▶
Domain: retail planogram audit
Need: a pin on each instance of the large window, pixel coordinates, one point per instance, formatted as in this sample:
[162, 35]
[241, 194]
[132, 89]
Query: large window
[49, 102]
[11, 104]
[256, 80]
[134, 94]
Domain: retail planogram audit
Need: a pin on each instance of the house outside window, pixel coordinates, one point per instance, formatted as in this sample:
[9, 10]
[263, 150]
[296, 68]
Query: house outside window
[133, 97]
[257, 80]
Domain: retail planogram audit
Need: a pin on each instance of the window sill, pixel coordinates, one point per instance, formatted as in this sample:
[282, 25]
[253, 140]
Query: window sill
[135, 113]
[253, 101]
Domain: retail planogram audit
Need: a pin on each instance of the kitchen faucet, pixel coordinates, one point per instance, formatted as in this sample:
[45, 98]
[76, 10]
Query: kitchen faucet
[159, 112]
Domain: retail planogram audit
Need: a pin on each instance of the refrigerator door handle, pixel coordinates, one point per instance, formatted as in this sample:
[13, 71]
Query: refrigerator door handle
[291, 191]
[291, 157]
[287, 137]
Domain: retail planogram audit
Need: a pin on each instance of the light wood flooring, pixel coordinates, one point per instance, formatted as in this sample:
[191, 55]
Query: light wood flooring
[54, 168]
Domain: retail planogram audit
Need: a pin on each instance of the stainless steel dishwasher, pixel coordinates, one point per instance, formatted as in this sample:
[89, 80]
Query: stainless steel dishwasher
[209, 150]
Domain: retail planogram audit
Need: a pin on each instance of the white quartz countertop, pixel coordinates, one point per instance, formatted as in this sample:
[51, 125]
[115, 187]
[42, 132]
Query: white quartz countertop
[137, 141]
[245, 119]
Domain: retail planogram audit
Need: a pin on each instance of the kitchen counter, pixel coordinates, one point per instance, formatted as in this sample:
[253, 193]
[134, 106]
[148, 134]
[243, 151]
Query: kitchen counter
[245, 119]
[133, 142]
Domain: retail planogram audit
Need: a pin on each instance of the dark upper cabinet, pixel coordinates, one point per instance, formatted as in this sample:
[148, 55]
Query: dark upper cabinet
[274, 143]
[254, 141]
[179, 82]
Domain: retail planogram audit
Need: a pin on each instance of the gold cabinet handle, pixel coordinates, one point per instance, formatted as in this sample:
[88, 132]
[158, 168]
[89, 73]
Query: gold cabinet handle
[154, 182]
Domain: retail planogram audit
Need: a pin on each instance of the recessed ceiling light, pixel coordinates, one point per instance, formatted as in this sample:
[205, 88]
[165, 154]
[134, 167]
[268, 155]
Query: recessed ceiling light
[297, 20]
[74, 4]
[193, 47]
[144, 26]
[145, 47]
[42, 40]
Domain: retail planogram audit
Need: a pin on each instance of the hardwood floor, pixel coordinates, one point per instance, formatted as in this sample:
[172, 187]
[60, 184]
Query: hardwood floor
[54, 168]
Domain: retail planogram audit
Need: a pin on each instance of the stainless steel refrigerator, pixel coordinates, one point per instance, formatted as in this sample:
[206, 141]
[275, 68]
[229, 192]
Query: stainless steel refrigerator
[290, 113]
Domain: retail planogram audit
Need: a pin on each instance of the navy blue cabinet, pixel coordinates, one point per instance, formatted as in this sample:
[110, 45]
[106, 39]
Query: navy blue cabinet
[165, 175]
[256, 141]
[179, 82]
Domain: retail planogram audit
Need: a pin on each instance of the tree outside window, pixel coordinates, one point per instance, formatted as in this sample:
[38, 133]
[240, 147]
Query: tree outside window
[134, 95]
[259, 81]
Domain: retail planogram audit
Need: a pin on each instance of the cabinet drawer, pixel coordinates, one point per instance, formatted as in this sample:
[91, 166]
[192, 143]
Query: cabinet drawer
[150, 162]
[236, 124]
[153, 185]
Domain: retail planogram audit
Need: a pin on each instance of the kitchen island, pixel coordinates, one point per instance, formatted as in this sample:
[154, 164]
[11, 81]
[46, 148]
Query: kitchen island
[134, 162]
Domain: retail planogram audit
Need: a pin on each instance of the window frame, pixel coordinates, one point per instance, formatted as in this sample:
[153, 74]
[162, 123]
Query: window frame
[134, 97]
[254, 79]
◀
To do
Print the material exactly as written, omitting nothing.

Response area
Domain: retail planogram audit
Need: a pin on each instance of the large window, pixel coordinates, one point per instance, formatted as in this sample:
[162, 35]
[241, 194]
[132, 89]
Query: large window
[49, 102]
[11, 104]
[256, 80]
[134, 94]
Domain: retail planogram audit
Need: a pin on each instance of the house outside window, pixel coordinates, one point per instance, formatted as in this sample:
[9, 10]
[263, 150]
[296, 68]
Query: house outside window
[133, 97]
[257, 80]
Domain: retail planogram audit
Need: a pin on each instance of the window sill, pixel coordinates, one point per instance, formatted as in this sample:
[282, 25]
[253, 140]
Query: window sill
[135, 113]
[253, 101]
Domain: retail planogram audit
Need: a pin on each instance of the kitchen faucet, pixel coordinates, one point per instance, formatted as in this sample:
[45, 98]
[76, 10]
Query: kitchen faucet
[159, 112]
Domain: retail planogram audit
Need: a pin on each instance of the refrigerator door handle, pixel coordinates, one point per instance, formatted as in this sample:
[13, 71]
Query: refrigerator door handle
[291, 191]
[291, 157]
[287, 137]
Domain: retail planogram audit
Need: a pin on each instance of the light wood flooring, pixel coordinates, one point per instance, formatted as in this sample:
[191, 55]
Query: light wood flooring
[54, 168]
Domain: retail planogram audit
Need: a pin on each instance of the stainless steel dishwasher, pixel coordinates, one point per instance, formatted as in this sample:
[89, 80]
Query: stainless steel dishwasher
[209, 150]
Domain: retail planogram audit
Need: a pin on each instance of the white quartz countertop, pixel coordinates, one point per instance, formatted as in this sample:
[51, 125]
[115, 187]
[42, 132]
Query: white quartz countertop
[137, 141]
[245, 119]
Domain: retail planogram audit
Need: a pin on each instance of the kitchen counter, pixel coordinates, one point per instance, formatted as in this sample:
[253, 193]
[134, 106]
[148, 134]
[243, 151]
Query: kitchen counter
[245, 119]
[133, 142]
Domain: retail planogram audit
Need: a pin on each instance of the dark upper cabinet, pixel coordinates, one point per instance, formatted as in this sample:
[148, 55]
Query: dark upper cabinet
[274, 143]
[254, 141]
[179, 82]
Domain: retail planogram audit
Need: a pin on each instance of the gold cabinet handle, pixel coordinates, one point per instance, formatted as in this sample:
[88, 132]
[158, 168]
[89, 73]
Query: gold cabinet handle
[154, 182]
Domain: retail planogram audit
Need: a pin on each instance of the recessed ceiling light, pixel coordinates, one point per instance, formatted as in this sample:
[205, 88]
[165, 154]
[134, 167]
[268, 155]
Query: recessed ceiling light
[297, 20]
[74, 4]
[193, 47]
[144, 26]
[145, 47]
[42, 40]
Domain: retail planogram audit
Need: a pin on each instance of the hardwood floor, pixel coordinates, one point per instance, formatted as in this sample:
[172, 187]
[60, 184]
Query: hardwood floor
[54, 168]
Domain: retail planogram audit
Need: a pin on each instance of the stainless steel refrigerator, pixel coordinates, one point per instance, formatted as in this sample:
[206, 141]
[275, 68]
[229, 192]
Query: stainless steel refrigerator
[290, 113]
Domain: retail planogram audit
Need: a pin on each instance of the navy blue cabinet, pixel coordinates, one point per instance, formatted as in this sample:
[110, 45]
[106, 39]
Query: navy blue cabinet
[165, 175]
[256, 141]
[179, 82]
Domain: retail planogram audit
Need: a pin on each instance of the tree outside window, pixel coordinates, one point per instance, formatted as in this sample:
[38, 133]
[240, 147]
Query: tree outside window
[134, 95]
[259, 81]
Domain: retail planogram audit
Need: a pin on each instance of the cabinet drawer, pixel coordinates, one point per instance, formatted as in this sample:
[91, 166]
[192, 143]
Query: cabinet drawer
[150, 162]
[236, 124]
[153, 185]
Domain: retail planogram audit
Need: a pin on each instance of the kitchen island, pixel coordinates, one point per instance, formatted as in this sample:
[154, 164]
[11, 81]
[46, 148]
Query: kitchen island
[134, 162]
Domain: retail planogram audit
Need: a pin on each instance of the window frame, pixel coordinates, one point per instance, formatted as in this sample:
[153, 74]
[162, 123]
Query: window frame
[134, 97]
[254, 79]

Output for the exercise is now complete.